SOURCE EXCERPT
------------------------------------------------

Don't stress man and good job on going to Subway! As someone who used to work there, Subway is not a traditional restaurant, a lot of people would take their time, you don't want to pay all that money for a sub and then not like it! If anyone gives/gave you a hard time about it screw them! They were probably mean people or rude and in a rush anyway and are not worth anyone's time!


----------



## djluminus89 (Apr 13, 2011)

Oh and also, yes it is completely normal to have your order written down. People did that all the time when I worked there.


----------



## Ender (Aug 5, 2012)

Last time I went to Subway I got waited on by a short bald guy who wouldn't take my coupon.


----------



## crazaylulu (Feb 12, 2010)

I used to hate going to subway at my university because I was so anxious I couldn't think of what I wanted. It was so hard for me to talk to the people taking the order, plus I would always talk so quietly that no one could hear the order so I would have to repeat it again lol

Good for you though!! :clap


----------



## millenniumman75 (Feb 4, 2005)

Don't put a limit on this triumph. It was a triumph!


----------



## mooncake (Jan 29, 2008)

Good for you! I remember going into a Subway once and I was not at all prepared for the onslaught of questions. I just wanted some food, dammit. Subway is stressful.


----------

------------------------------------------------

DATASET EXCERPTS
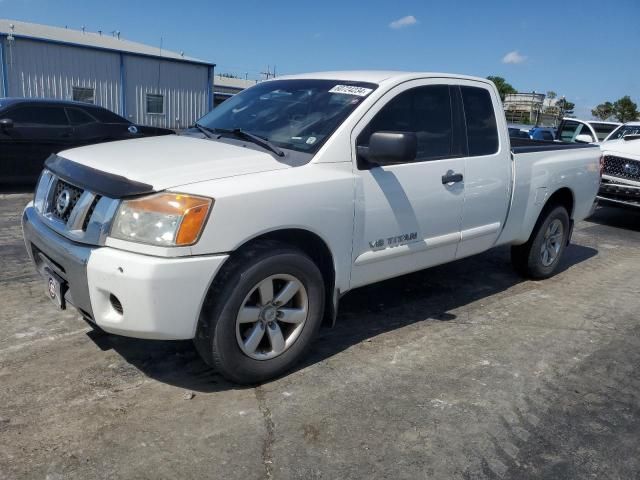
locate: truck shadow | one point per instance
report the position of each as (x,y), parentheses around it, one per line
(627,218)
(426,296)
(18,188)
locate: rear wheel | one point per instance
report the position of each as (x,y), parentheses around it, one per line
(540,256)
(262,314)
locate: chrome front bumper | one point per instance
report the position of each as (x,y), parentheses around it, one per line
(67,259)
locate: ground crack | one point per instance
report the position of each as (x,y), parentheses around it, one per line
(267,445)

------------------------------------------------

TASKS TO COMPLETE
- 1) In the Subway thread, what did the short bald guy refuse to take?
- 2) Copy the part of the Subway thread that begins at the words "## crazaylulu (Feb" and stops after the words "(Feb 4, 2005)".

SOLUTIONS BY TASK
- 1) He wouldn't take the poster's coupon.

- 2)
## crazaylulu (Feb 12, 2010)

I used to hate going to subway at my university because I was so anxious I couldn't think of what I wanted. It was so hard for me to talk to the people taking the order, plus I would always talk so quietly that no one could hear the order so I would have to repeat it again lol

Good for you though!! :clap


----------



## millenniumman75 (Feb 4, 2005)